BEGIN Records shown

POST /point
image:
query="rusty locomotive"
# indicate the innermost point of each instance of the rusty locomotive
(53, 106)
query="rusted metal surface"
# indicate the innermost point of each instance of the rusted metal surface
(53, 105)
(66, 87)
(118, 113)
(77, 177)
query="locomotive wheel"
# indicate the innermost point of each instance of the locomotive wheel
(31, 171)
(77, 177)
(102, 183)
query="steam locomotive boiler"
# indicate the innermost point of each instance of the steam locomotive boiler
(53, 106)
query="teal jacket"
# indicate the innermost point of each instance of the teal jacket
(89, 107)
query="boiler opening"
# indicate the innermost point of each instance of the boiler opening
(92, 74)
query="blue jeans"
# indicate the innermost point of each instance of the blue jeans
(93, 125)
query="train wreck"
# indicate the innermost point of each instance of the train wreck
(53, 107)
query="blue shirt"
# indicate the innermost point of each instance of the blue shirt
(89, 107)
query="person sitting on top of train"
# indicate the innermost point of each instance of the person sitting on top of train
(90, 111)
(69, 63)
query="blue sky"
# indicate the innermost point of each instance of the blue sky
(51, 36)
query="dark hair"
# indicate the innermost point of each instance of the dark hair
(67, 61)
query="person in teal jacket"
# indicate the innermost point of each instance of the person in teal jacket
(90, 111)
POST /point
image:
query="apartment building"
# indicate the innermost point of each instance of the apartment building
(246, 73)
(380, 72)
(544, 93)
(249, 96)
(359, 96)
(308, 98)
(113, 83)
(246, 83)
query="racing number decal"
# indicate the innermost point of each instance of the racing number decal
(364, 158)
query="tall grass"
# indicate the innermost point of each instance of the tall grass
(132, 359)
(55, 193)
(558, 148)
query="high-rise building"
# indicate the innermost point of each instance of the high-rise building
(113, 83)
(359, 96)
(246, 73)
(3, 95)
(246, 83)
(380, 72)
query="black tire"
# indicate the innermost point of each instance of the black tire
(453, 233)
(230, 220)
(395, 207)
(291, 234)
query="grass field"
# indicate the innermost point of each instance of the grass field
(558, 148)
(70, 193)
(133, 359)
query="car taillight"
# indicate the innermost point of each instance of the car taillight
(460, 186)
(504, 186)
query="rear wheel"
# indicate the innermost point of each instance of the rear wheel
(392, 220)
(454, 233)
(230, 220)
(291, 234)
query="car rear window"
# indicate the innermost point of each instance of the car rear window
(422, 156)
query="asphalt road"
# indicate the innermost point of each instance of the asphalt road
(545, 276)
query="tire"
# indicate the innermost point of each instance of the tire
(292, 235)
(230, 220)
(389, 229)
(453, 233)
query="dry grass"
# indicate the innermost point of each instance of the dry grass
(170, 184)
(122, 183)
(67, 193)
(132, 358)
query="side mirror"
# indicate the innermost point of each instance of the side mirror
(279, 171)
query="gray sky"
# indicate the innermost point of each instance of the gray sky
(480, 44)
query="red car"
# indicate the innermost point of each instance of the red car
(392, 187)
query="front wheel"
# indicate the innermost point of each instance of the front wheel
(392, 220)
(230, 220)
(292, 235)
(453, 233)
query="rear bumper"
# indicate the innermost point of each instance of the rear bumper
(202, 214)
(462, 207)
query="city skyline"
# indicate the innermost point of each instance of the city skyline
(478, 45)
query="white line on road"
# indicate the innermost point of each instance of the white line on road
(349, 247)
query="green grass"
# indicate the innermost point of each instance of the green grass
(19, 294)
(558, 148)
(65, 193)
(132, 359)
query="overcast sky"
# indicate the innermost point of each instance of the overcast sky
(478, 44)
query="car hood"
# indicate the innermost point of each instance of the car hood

END Records shown

Task requirements: The records above should be repeated in full, exactly as given.

Answer:
POST /point
image:
query="rusty locomotive"
# indicate the innermost point of each instance of the rusty locomotive
(53, 106)
query="rusted metal surface"
# indicate the innermost point of each instance of the rusted metal surface
(53, 105)
(66, 87)
(118, 113)
(77, 177)
query="locomotive wheel"
# indicate the innermost point of each instance of the locomotive wheel
(31, 171)
(77, 177)
(102, 183)
query="steam locomotive boiler"
# indicate the innermost point of each instance of the steam locomotive boiler
(53, 106)
query="teal jacket"
# indicate the innermost point of each instance of the teal jacket
(89, 107)
query="boiler opening"
# indicate the innermost point of each instance of the boiler opening
(92, 74)
query="blue jeans"
# indicate the innermost point of each instance of the blue jeans
(93, 125)
query="train wreck"
# indicate the innermost point of each instance of the train wreck
(53, 107)
query="blue shirt"
# indicate the innermost point of each instance of the blue shirt
(89, 107)
query="person sitting on top of train"
# indicate the innermost point of each instance of the person sitting on top of train
(90, 111)
(69, 63)
query="blue sky"
# indicate the innermost point of each instance of the blue sky
(51, 36)
query="dark hair"
# indicate the innermost point of each instance of the dark hair
(67, 61)
query="person in teal jacket"
# indicate the innermost point of each instance of the person in teal jacket
(90, 111)
POST /point
image:
query="apartment building"
# indicate the innermost point of each instance of the apartment building
(246, 73)
(380, 72)
(544, 93)
(249, 96)
(359, 96)
(308, 98)
(113, 83)
(246, 83)
query="racing number decal"
# indicate the innermost point of each instance of the racing number decal
(364, 158)
query="tall grass"
# indicate the innermost point of each instance of the tall grass
(132, 359)
(55, 193)
(558, 148)
query="high-rise building"
# indicate the innermost point of each instance of the high-rise building
(113, 83)
(359, 96)
(246, 73)
(3, 95)
(246, 83)
(380, 72)
query="black tire"
# indicate the innermost point of each instance of the black tire
(453, 233)
(230, 220)
(395, 207)
(291, 234)
query="grass field"
# indicate the innermost point of each instance of the grass field
(558, 148)
(70, 193)
(133, 359)
query="car taillight"
# indicate the innermost point of each instance of the car taillight
(460, 186)
(504, 186)
query="rear wheel"
# indicate the innermost point of each instance of the rear wheel
(392, 220)
(454, 233)
(230, 220)
(291, 234)
query="car rear window"
# indicate the innermost point of each instance of the car rear window
(422, 156)
query="asphalt road"
# indicate the innermost point of each instance of the asphalt road
(545, 276)
query="tire"
# indicate the innermost point of each instance of the tire
(292, 235)
(230, 220)
(389, 229)
(453, 233)
query="dry grass"
# indicate the innermost point of each instance of the dry grass
(170, 184)
(122, 183)
(67, 193)
(132, 358)
query="side mirror"
# indicate the innermost point of each instance of the side mirror
(279, 171)
query="gray sky"
# indicate the innermost point of each instance of the gray sky
(480, 44)
query="red car"
# indicate the innermost point of each instance of the red car
(392, 187)
query="front wheel"
# indicate the innermost point of each instance of the front wheel
(392, 220)
(230, 220)
(292, 235)
(453, 233)
query="rear bumper"
# indicate the innermost point of each instance of the rear bumper
(202, 214)
(462, 207)
query="city skyline"
# indicate the innermost point of each instance of the city skyline
(478, 45)
query="white line on road"
# indicate the innermost point of each instance of the white line on road
(349, 247)
query="green grass"
# indicate the innermost point of each instance of the green grass
(19, 294)
(558, 148)
(65, 193)
(132, 359)
query="overcast sky"
# indicate the innermost point of each instance of the overcast sky
(478, 44)
query="car hood"
# indicate the innermost point of each instance of the car hood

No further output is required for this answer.